▼
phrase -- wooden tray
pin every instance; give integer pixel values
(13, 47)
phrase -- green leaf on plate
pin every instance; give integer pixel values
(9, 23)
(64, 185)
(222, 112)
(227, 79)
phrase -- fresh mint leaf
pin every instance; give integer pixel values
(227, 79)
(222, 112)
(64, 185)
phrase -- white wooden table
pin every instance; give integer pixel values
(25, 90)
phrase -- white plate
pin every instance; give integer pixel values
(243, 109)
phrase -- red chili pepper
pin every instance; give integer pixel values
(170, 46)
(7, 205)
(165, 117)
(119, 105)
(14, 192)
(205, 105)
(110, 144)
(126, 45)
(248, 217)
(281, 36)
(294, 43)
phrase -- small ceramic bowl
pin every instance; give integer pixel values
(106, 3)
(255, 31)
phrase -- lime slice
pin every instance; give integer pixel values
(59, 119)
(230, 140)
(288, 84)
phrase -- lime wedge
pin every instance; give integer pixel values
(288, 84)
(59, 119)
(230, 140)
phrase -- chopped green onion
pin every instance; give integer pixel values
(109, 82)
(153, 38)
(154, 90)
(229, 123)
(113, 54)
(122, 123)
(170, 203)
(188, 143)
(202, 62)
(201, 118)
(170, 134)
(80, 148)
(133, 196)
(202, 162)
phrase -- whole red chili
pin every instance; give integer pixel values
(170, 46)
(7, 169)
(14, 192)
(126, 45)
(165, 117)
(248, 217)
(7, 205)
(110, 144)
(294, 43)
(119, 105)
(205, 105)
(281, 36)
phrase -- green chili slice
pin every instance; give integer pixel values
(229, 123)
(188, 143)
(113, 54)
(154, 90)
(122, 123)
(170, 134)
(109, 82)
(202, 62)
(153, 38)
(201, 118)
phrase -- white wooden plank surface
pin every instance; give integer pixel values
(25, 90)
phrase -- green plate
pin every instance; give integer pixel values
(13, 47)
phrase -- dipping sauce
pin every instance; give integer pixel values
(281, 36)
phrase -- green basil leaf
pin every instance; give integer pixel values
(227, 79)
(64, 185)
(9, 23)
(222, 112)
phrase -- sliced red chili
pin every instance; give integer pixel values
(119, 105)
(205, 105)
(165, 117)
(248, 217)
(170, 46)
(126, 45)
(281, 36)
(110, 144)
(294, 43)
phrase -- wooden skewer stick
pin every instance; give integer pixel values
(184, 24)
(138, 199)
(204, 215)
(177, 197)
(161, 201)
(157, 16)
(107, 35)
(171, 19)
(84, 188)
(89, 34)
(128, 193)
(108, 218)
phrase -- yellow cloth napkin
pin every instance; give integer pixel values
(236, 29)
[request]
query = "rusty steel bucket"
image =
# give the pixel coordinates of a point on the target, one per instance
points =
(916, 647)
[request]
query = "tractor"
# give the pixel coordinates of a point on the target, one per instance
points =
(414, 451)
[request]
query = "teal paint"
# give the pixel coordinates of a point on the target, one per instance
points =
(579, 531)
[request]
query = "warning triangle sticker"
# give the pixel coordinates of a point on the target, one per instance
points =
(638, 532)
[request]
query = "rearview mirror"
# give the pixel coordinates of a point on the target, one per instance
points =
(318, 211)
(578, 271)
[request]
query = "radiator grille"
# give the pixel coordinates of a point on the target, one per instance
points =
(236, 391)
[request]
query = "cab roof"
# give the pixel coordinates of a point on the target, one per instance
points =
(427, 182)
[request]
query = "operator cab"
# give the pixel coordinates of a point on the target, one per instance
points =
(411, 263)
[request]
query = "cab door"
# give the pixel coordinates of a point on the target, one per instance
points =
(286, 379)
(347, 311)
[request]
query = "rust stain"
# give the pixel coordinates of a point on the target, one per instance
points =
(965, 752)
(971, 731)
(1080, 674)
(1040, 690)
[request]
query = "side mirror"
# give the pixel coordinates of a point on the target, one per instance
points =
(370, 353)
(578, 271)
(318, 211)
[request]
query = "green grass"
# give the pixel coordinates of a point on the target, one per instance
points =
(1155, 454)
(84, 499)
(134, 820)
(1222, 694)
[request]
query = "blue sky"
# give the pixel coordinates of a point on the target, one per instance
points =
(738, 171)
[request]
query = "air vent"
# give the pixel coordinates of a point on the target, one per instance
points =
▲
* [Task description]: Each line above must be reproduced exactly as it stands.

* [Problem solution]:
phrase -- wooden tray
pin every instance; give integer pixel values
(13, 47)
phrase -- green leaf on plate
pin every instance; give integer pixel values
(9, 23)
(64, 185)
(222, 112)
(227, 79)
phrase -- fresh mint leaf
pin every instance; give integer pixel values
(227, 79)
(222, 112)
(64, 185)
phrase -- white wooden table
pin every instance; give integer pixel values
(25, 90)
phrase -- white plate
pin every instance; give integer pixel values
(243, 109)
phrase -- red chili pepper
pin every instance; give integer pixel values
(170, 46)
(7, 205)
(165, 117)
(119, 105)
(14, 192)
(205, 105)
(110, 144)
(126, 45)
(248, 217)
(281, 36)
(294, 43)
phrase -- small ceramic bowl
pin every instance; give integer pixel values
(106, 3)
(255, 31)
phrase -- lime slice
pin every instance; give integer pixel values
(59, 119)
(230, 140)
(288, 84)
phrase -- lime wedge
pin every instance; give integer pixel values
(288, 84)
(59, 119)
(230, 140)
phrase -- chopped green onion
pin every instance; give integer pixel values
(109, 82)
(153, 38)
(154, 90)
(229, 123)
(113, 54)
(122, 123)
(170, 203)
(188, 143)
(202, 62)
(201, 118)
(170, 134)
(80, 148)
(133, 196)
(202, 162)
phrase -- whole red chili
pin every instance; give integer pixel values
(170, 46)
(7, 169)
(14, 192)
(126, 45)
(165, 117)
(248, 217)
(7, 205)
(110, 144)
(294, 43)
(119, 105)
(205, 105)
(281, 36)
phrase -- green chili slice
pin every instance; give integer pixel values
(229, 123)
(188, 143)
(113, 54)
(154, 90)
(122, 123)
(170, 134)
(109, 82)
(202, 62)
(153, 38)
(201, 118)
phrase -- white wooden plank surface
pin every instance; give integer pixel values
(25, 90)
phrase -- green plate
pin every instance; give integer pixel values
(13, 47)
phrase -- dipping sauce
pin every instance; give integer pixel values
(281, 36)
phrase -- green basil leaf
pin every instance; give integer pixel values
(227, 79)
(64, 185)
(9, 23)
(222, 112)
phrase -- sliced red chili
pin every instance; give integer pixel values
(119, 105)
(205, 105)
(165, 117)
(248, 217)
(170, 46)
(126, 45)
(281, 36)
(110, 144)
(294, 43)
phrase -- wooden skewer stick
pin every instance; give integer pixel values
(184, 24)
(138, 199)
(204, 215)
(177, 197)
(161, 201)
(157, 16)
(107, 35)
(171, 19)
(84, 188)
(89, 34)
(128, 193)
(108, 218)
phrase -- yellow cloth napkin
pin every instance; give integer pixel values
(236, 29)
[request]
query = "rusty steel bucket"
image =
# give the pixel coordinates of a point on the target, one per instance
points =
(916, 647)
[request]
query = "tractor"
# give the pixel coordinates of a point on the target, one per instance
points =
(414, 451)
[request]
query = "teal paint"
# give the pixel coordinates of a point on the target, one per instance
points =
(579, 531)
[request]
query = "warning triangle sticker"
# give the pixel coordinates of a point on the target, one per instance
points =
(638, 532)
[request]
query = "rearview mirror"
# give the pixel coordinates of a point on the target, one per instance
points =
(318, 211)
(578, 271)
[request]
query = "radiator grille"
# give the pixel coordinates of a point on the target, one per instance
points =
(236, 391)
[request]
query = "cab roof"
# give the pixel coordinates of a point on the target, one per instance
points =
(427, 182)
[request]
query = "operator cab"
# give the pixel coordinates of a point on the target, one per instance
points =
(411, 263)
[request]
query = "cab door"
# give the pixel coordinates of a point on the target, one per instance
points =
(286, 379)
(347, 311)
[request]
query = "rust stain"
# give the pixel coordinates of a point on the target, one per instance
points =
(965, 752)
(971, 731)
(1080, 674)
(1040, 690)
[request]
query = "side mirror"
# give the pixel coordinates of a point on the target, one per instance
points =
(370, 353)
(578, 271)
(318, 211)
[request]
query = "green grass"
# give the pixel coordinates of a point on the target, one per instance
points =
(1155, 454)
(84, 499)
(134, 820)
(1222, 694)
[request]
query = "blue sky"
# give the pixel coordinates of a point on the target, one per instance
points =
(738, 171)
[request]
query = "air vent"
# give the pixel coordinates of a point on the target, one per instance
points =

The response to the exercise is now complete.